Salmon v. Martin

Decision Date05 December 1913
Citation160 S.W. 1058,156 Ky. 309
PartiesSALMON et al. v. MARTIN et al.
CourtKentucky Court of Appeals

Appeal from Circuit Court, Daviess County.

Action by T. L. Martin and another against N.W. Salmon and another. From judgment for plaintiffs, defendants appeal, and plaintiffs attempted to cross-appeal. Affirmed.

Little & Slack, of Owensboro, for appellants.

C. W Wells and W. Foster Hayes, both of Owensboro, for appellees.

MILLER J.

This action was brought by Martin and Yeiser against Salmon and his tenant Tanner, to compel them to remove a fence which they had erected so as to obstruct a passway 36 feet wide and to recover $201 damages therefor. The court granted the relief asked, and required the defendants to leave an unobstructed passway 22 feet wide at its western end, and at least 20 feet wide at a point 500 feet east thereof. It however, dismissed plaintiffs' claim for damages. From that judgment all parties appeal; the plaintiffs appealing from so much of the judgment as restricts the passway to a width of 22 feet and dismisses their claim for damages.

1. The passway in question is about one mile in length, and extends from the Greenbrier and Utica road on the west, to the Greenbrier and Masonville road on the east. Beginning on the west, and on the south side of the passway, Salmon owns 100 acres, which fronts about 1,600 feet upon the passway; adjoining Salmon on the east, Brown owns 38 acres; then comes Yeiser's 65 acres, which is followed by Wilson Bennett's tract. Upon the north side of the passway Lee Bennett's tract lies on the west and opposite the Salmon tract, while Martin's 19-acre tract lies immediately east of Lee Bennett's tract, and is opposite the Brown tract and the Salmon tract. Salmon bought from the Allen heirs in 1904, while the appellees, Martin and Yeiser, acquired their respective tracts of land in 1910. As early as 1874, a fence was built by Allen along about one-half of the north line of the Allen tract, now owned by Salmon, and in about 1899 Allen built the remainder of the fence, carrying it to the northwest corner of the present Salmon tract. Before the fence was completed along the north line of the Allen tract in 1899, travelers would make a short cut of from 100 to 200 feet in length through the woods which covered the northwest portion of the Allen tract. This departure from the regular road or passway was caused sometimes by muddy roads, and at other times for mere convenience, since it was a shorter route to the road. As the fence was originally built, the passway at its western extremity was 36 feet wide; but in 1911 Salmon erected a barbed-wire fence 27 feet north of the original fence, thus leaving a passway of only 9 feet along the northern boundary of the old passway. This is the obstruction which the appellees sought to have removed by this suit.

#### [Data excerpt]
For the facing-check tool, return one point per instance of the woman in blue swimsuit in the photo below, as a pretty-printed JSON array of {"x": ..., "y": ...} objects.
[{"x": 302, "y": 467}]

#### [Exercise set]
**a.** Decide whether each statement below agrees with the Salmon v. Martin opinion above, answering yes or no and quoting the words from the opinion that decide it: (i) Salmon bought his tract in 1910; (ii) Martin's tract lies on the north side of the passway; (iii) the barbed-wire fence Salmon put up in 1911 left a passway of 9 feet.
**b.** Resume the Salmon v. Martin opinion above and continue writing it from where it stops.

#### [Task-by-task answers]
**a.**
(i) No: "Salmon bought from the Allen heirs in 1904"
(ii) Yes: "Upon the north side of the passway Lee Bennett's tract lies on the west and opposite the Salmon tract, while Martin's 19-acre tract lies immediately east of Lee Bennett's tract"
(iii) Yes: "thus leaving a passway of only 9 feet along the northern boundary of the old passway"

**b.**
The weight of the evidence shows that the road or passway has existed for 30 years or more, although all the fences upon either side of the road have not been built for so long a time. Bennett has lived in the neighborhood all of his life, and testifies that he assisted in building the fence on the south side of what is now his land, and the north line of the passway, 20 years ago, when he was only 10 years old, and that the road has been located where it now is for at least 25 years.

Martin says he has known the road for 30 years, and has been familiar with it for 28 years; while Wimp, who sold the 65-acre tract to Yeiser, and was formerly a considerable landowner in this neighborhood, says the passway has been a regular public passway and neighborhood road since 1874.

Wiggins lived in the neighborhood, and has known the passway since 1876. Other witnesses fix the length of the use at from 13 to 30 years; the weight of the proof favoring the longer period.

The law governing cases of this character has been well stated in the late case of Wray v. Brown, 155 Ky. 761, 160 S.W. 488, as follows: "The general rule, however, has been, time and again, laid down that where the use of a passway has been merely permissive on the part of the owner of the land, no length of time will deprive him of the right to reclaim it; but, on the other hand, where the use has been asserted as a matter of right by the public, and this use has continued uninterrupted for as much as 15 years, this uninterrupted use constitutes an easement that the users cannot be deprived of. It has further been ruled that where the use has continued for a long period of time, the burden is on the owner of the land to show that it was merely permissive."

Unquestionably the weight of the evidence sustains the appellees' contention that the passway has existed for at least 30 years, and probably longer. This long-continued use raised the presumption of a grant, which appellants wholly failed to rebut. The passway did not extend across the land of another, but followed the dividing line between the farms upon either side thereof. The chancellor properly found that the passway existed.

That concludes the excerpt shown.